Now comes news that nearly 40% of white males in America are arrested by the time they’re 23. Is America a police state? Joining us is Dr. Robert Brame. He is a Criminology professor at the University of South Carolina, and the lead author of this study.
David: Dr. Brame, nearly 40% of white men have been arrested by the time they’re 23. So America either has a serious problem with white men or the police, which means America has a serious problem with white men.
Now, these are arrests, not incarcerations. My son’s best friend is black. At the age of 18, he was arrested for marijuana possession. Never convicted, but ended up spending a week in the L.A. County jail, and then was sent home.
Does that count as an incarceration, or does that count simply as an arrest?
Dr. Brame: Well, that’s an arrest, followed by a period of detention.
David: So you can spend a week in the county jail and that’s just an arrest, not an incarceration?
Dr. Brame: That’s not what we normally think of as incarceration. So that experience you just described would be an arrest with a period of pre-trial detention.
David: If you’ve been arrested but never convicted, certainly that doesn’t show up on your record, right? When you’re looking for a job, running for office or applying to college, having been arrested but not convicted, that doesn’t show up on your record, right?
An Arrest Often Remains Part of Your Police Record
Dr. Brame: You have to take into consideration that the laws that govern the use of criminal history records vary tremendously from state to state. So that’s the first thing.

> _Tasks to complete_
#1 In the interview transcript about arrest rates, at which university is Dr. Robert Brame a criminology professor?
#2 Repeat the interview transcript about arrest rates word for word from "David: If you’ve" to "convicted, that doesn’t show up on your record, right?".
#3 Carry on the interview transcript about arrest rates from the point where it stops.
The entries that follow are separate material, unrelated to the interview transcript.

> _Dataset content_
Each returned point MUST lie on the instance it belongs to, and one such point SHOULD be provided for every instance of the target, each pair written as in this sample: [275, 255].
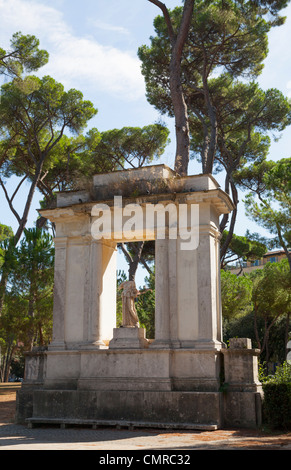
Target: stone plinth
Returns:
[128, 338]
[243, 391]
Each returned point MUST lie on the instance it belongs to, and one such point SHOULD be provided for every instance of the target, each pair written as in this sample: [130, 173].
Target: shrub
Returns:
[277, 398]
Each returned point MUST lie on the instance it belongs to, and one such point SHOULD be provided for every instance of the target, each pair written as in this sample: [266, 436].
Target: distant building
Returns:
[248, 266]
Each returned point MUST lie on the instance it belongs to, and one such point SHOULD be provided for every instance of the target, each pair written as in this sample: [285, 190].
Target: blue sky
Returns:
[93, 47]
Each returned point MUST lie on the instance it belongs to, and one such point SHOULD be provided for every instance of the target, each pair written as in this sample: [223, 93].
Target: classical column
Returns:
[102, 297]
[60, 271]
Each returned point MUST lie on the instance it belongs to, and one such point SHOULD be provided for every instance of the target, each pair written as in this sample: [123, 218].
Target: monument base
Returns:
--
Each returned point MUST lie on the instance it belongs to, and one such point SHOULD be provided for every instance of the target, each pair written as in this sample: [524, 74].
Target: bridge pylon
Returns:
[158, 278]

> _The results_
#1 The University of South Carolina.

#2
David: If you’ve been arrested but never convicted, certainly that doesn’t show up on your record, right? When you’re looking for a job, running for office or applying to college, having been arrested but not convicted, that doesn’t show up on your record, right?

#3
The second thing is that an employer can ask you many questions on a job application. So if an employer wants to ask you about whether you’ve ever been arrested or not, unless the state has a law that governs the kinds of questions about criminal history that can be asked, they can ask you that question. You, as an applicant, decide whether to answer that truthfully or not.
Dr. Brame: Just having an arrest record with no conviction can affect opportunities to get a license in some states, it can affect your eligibility to get student loans, it can affect your relationships with friends and family. Yes, it can affect you if you’ve been arrested without being convicted, certainly.
David: Professor Brame, violent crime is down dramatically in America. What do you say to those who maintain this is all good, we introduce Americans to the criminal justice system at an early age, and it scares them straight?
Dr. Brame: The basic idea that you lay out is correct. Homicides today in the United States, the homicide rate today is as low as it’s been since the early 1960’s. That’s a fact.
Dr. Brame: What we’re not sure of is how much of that is due to criminal justice system policies, or, on the other hand, how much of it is due to other things that are not as much under the control of the criminal justice system, or other things that are under the control of the criminal justice system, but they are different than arrests.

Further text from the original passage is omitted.